Work to complete.
1 > In the passage about Powell and Pressburger, why were the Archers so pleased to have Wendy Hiller in IKWIG? Answer in one to three sentences.
2 > Carry on the passage about Powell and Pressburger from the point where it stops.

Reading passage.
A well-balanced filmmaking duo

 Michael Powell was born in Bekesbourne, Kent (1905-1990) and in the beginning of his career he worked with the Irish silent-film director Rex Ingram and as a photographer for Alfred Hitchcock.

The Edge of the World (1937) was Powell’s first major project, and it feels like a documentary–about a dying way of life on a Scottish island (based on St. Kilda, but shot on Foula, one of the Shetland islands). A review of the film in the Guardian admired the “fog-bound world he conjures up, and the wonderful cast of characters he encounters, from grumpy landowners to enterprising journalists…”

Powell was introduced to Hungarian expatriate Emeric Pressburger in London by Sir Alexander Korda. Pressburger had moved to England in 1935, after working with some of the most prominent filmmakers in Germany, including Max Ophuls and Robert Siodmak. Although Powell had a brief detour in Hollywood (where he directed the 1940 Academy Award-winning film The Thief of Baghdad), by 1942 he was back in England and formed a production company called the Archers with Pressburger.

The Archers logo for the production company of Michael Powell and Emeric Pressburger

Over the next 15 years, the company made 14 films, using the credit, ”written, produced and directed by Michael Powell and Emeric Pressburger.” Other wonderful films they created include 49th Parallel (1941), A Canterbury Tale (1944), A Matter of Life and Death (1946), Black Narcissus (1947) The Red Shoes (1948), Gone to Earth (1950), The Tales of Hoffmann (1951), and many more.

The Archers were thrilled to get Wendy Hiller as their star in IKWIG. They agreed that she was perfect for the headstrong careerist Joan, who must learn to follow her heart rather than her head. Other actors were up for the role of Torquil, including  James Mason, but they cast Roger Livesey, a Welsh stage and film actor.

The film’s dream cast

The cast seems to come straight out of the Celtic past (although most were not Scottish). Besides Hiller and Livesey, who was Welsh, it features Finlay Currie as Ruairidh Mhor, the owner of the boat that Joan plans to ride through the storm to Kiloran; Captain C.W.R. Knight as Colonel Barnstaple, chasing the falcon he named for Torquil; the incomparable Pamela Brown as Catriona Potts (with whom Powell fell in love; they lived together until her death in 1975); and a very young Petula Clark as Cheril, the strangely composed and sophisticated daughter of Torquil’s friends. I must make special mention of Nancy Price as Mrs. Crozier, who represents all the best of the traditional ways of the island.

Material shown.

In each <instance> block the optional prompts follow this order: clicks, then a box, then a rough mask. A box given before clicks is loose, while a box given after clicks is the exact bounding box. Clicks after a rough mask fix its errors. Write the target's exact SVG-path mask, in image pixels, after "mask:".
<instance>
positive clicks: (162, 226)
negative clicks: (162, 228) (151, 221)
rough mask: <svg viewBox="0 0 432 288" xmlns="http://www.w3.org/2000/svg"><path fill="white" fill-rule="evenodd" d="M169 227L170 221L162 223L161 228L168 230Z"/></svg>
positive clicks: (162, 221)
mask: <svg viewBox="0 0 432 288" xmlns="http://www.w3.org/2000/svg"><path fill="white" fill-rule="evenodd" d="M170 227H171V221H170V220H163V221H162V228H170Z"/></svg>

Task-by-task results.
1 > They agreed she was perfect for the role of Joan, the headstrong careerist who has to learn to follow her heart rather than her head.

2 >
Influence of the Archers, from iconic filmmakers to just plain fans

 The influence of the work of Powell and Pressburger is deep and vast. From Josef von Sternberg to Bertrand Tavernier to Wim Wenders to Akira Kurosawa to Roman Polanski to many other directors, actors, and writers, their string of films have inspired many. Scorsese told Michael Powell thatSteven Spielberg, Paul Schrader, Francis Ford Coppola, and Brian De Palma were all influenced by his films. “We would talk about [Powell’s] films in Los Angeles often,” he said. “They were a lifeblood to us, at a time when his films were not necessarily immediately available. He had no idea this was all happening.”

Another person inspired by IKWIG was writer Nancy Franklin, who took off for Mull and environs after she saw the film. A1994 documentary directed by Mark Cousins followed her in a subsequent trip. Included in the documentary are interviews with members of the cast, as well as visits to the hotel in Tobermory where parts of the film were shot and a peek into the eerie interior of Moy Castle, which its powerful inscription that seals the fates of Joan and Torquil.

The town of Tobermory on the isle of Mull in the Scottish Inner Hebrides

I often meet people who are fans of the film. I remember when I worked for the public television station in New York City in the 1980s; I would chat with the film programmer there, and we shared our private dreams of showing the film on television as often as possible. She did, in fact, regularly schedule the film, to the delight of not all, but many.

My film journey

Watching the Powell/Pressburger classic in the place it’s set (the island of Mull) gave it a darker, more subversive slant….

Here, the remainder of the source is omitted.